** start DATA SUPPLIED **

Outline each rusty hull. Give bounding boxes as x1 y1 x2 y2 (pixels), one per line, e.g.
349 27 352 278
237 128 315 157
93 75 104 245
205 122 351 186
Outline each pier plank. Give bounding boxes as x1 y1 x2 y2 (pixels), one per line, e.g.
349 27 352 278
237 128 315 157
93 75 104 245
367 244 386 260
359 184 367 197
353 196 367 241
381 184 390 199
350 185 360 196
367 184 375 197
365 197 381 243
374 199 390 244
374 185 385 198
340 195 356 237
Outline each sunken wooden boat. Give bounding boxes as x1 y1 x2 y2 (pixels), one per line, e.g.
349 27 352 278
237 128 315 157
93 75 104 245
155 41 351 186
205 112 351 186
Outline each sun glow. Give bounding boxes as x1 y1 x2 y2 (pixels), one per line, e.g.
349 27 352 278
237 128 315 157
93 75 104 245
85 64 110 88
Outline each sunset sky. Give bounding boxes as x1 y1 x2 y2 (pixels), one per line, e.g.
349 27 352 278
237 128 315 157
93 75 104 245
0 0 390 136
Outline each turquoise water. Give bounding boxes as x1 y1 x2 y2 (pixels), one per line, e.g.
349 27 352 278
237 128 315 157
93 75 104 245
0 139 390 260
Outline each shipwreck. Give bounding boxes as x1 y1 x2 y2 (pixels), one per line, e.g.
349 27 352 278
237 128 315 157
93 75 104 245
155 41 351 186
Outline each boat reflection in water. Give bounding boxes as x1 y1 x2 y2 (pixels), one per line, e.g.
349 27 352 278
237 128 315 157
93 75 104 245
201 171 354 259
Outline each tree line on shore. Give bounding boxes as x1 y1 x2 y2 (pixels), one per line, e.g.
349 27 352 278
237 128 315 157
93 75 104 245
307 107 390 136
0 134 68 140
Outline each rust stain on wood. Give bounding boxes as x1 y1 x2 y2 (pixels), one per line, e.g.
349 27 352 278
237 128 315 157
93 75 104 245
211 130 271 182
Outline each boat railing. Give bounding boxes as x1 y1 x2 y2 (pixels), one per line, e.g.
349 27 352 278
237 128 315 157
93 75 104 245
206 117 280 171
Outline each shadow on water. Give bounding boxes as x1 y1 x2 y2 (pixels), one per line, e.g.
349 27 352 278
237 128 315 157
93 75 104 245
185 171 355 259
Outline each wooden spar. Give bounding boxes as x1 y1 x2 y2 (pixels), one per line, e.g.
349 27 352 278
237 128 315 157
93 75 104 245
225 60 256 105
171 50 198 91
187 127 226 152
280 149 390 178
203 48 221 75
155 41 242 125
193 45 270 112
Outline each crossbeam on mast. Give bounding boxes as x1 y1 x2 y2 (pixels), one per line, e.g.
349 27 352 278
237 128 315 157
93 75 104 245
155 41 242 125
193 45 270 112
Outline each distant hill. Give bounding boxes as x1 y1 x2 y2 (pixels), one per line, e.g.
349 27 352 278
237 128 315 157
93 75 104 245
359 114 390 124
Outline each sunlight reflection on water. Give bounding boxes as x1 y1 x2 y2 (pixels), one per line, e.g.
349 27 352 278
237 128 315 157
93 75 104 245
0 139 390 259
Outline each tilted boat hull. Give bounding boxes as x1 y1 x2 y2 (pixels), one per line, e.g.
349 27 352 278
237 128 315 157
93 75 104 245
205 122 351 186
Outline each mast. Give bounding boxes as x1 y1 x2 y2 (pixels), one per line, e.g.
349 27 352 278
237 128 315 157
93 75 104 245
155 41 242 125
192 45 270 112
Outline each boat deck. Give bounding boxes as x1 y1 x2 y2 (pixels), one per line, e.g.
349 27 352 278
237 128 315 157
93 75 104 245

** end DATA SUPPLIED **

● **EXERCISE BRIEF**:
Please copy all of the material above again, swapping "Outline" for "Mark" everywhere it appears and leaving everything else unchanged.

● **EXERCISE RESULT**:
Mark each rusty hull. Give bounding boxes as x1 y1 x2 y2 (pixels), one per line, e.g.
349 27 352 278
237 128 315 157
93 75 104 245
205 122 351 186
Mark each pier plank. Give bounding boxes as x1 y1 x2 y2 (pixels), one per line, e.g.
349 27 352 278
237 128 315 157
93 75 104 245
367 244 386 260
359 184 367 197
353 196 367 241
381 184 390 199
350 185 360 196
367 184 375 197
365 197 381 243
374 199 390 244
374 185 385 198
340 195 356 237
Mark each sunken wooden boat. Give bounding boxes as x1 y1 x2 y2 (pixels), one per line, e.g.
349 27 352 278
237 128 315 157
93 75 104 245
155 41 351 186
205 112 351 186
Mark each sun glow. Give bounding boxes as x1 y1 x2 y2 (pixels), one per line, e.g.
349 27 352 278
237 128 315 157
93 75 104 245
85 64 110 88
Mark each sunset sky. Give bounding boxes as x1 y1 x2 y2 (pixels), one per line, e.g.
349 27 352 278
237 128 315 157
93 75 104 245
0 0 390 136
Mark each turquoise water. Give bounding boxes as x1 y1 x2 y2 (pixels), one per line, e.g.
349 27 352 278
237 128 315 157
93 75 104 245
0 139 390 260
Mark each shipwreck. Give bounding boxes as x1 y1 x2 y2 (pixels), one per line, e.g.
349 27 352 278
237 128 315 157
93 75 104 245
155 41 351 186
Mark each boat reflection in water. Give bounding boxes as x1 y1 x2 y2 (pixels), one per line, e.g.
349 27 352 278
237 128 315 157
93 75 104 245
201 171 354 259
Mark each tree line on shore. Give bounding boxes as x1 y1 x2 y2 (pixels), one per line, e.g.
349 27 352 278
237 128 315 157
93 75 104 245
307 107 390 136
0 134 68 140
Mark each rust stain on wood. Give bounding boxes as x1 y1 x2 y2 (pixels), one per line, e.g.
349 27 352 278
237 128 315 157
93 75 104 245
211 130 271 182
Mark each boat railing. Give bounding boxes as x1 y1 x2 y2 (pixels), one per line, e.g.
349 27 352 278
237 128 315 157
93 75 104 245
206 117 280 171
Mark each shadow on water. Give bounding boxes as x1 y1 x2 y2 (pixels), one per line, e.g.
349 27 352 278
237 128 315 157
93 75 104 245
185 171 355 259
Mark each wooden spar. Give bounding boxes as x1 y1 x2 y2 (pixels), one per line, e.g.
349 27 352 278
237 128 315 157
93 75 104 245
225 60 256 105
171 50 198 91
187 127 226 152
280 149 390 178
203 48 221 75
155 41 242 125
193 45 270 112
Mark each crossbeam on mast. Give bounding boxes as x1 y1 x2 y2 (pixels), one per line, e.g.
349 27 352 278
237 128 315 157
93 75 104 245
155 41 242 125
193 45 270 112
Mark each distant hill. Give bounding boxes as x1 y1 x2 y2 (pixels), one per line, e.g.
349 27 352 278
237 128 315 157
93 75 104 245
359 114 390 124
Mark each sunlight reflection on water. Give bounding boxes as x1 y1 x2 y2 (pixels), one per line, e.g.
349 27 352 278
237 128 315 157
93 75 104 245
0 139 390 259
Mark each tilted boat hull. Give bounding boxes as x1 y1 x2 y2 (pixels), one per line, e.g.
349 27 352 278
237 128 315 157
93 75 104 245
205 122 351 186
Mark each mast. Give bounding boxes as x1 y1 x2 y2 (pixels), one per line, e.g.
349 27 352 278
237 128 315 157
93 75 104 245
155 41 242 125
192 45 270 112
Mark each boat deck. Give bounding boxes as x1 y1 x2 y2 (pixels), one per line, e.g.
349 27 352 278
237 128 315 157
93 75 104 245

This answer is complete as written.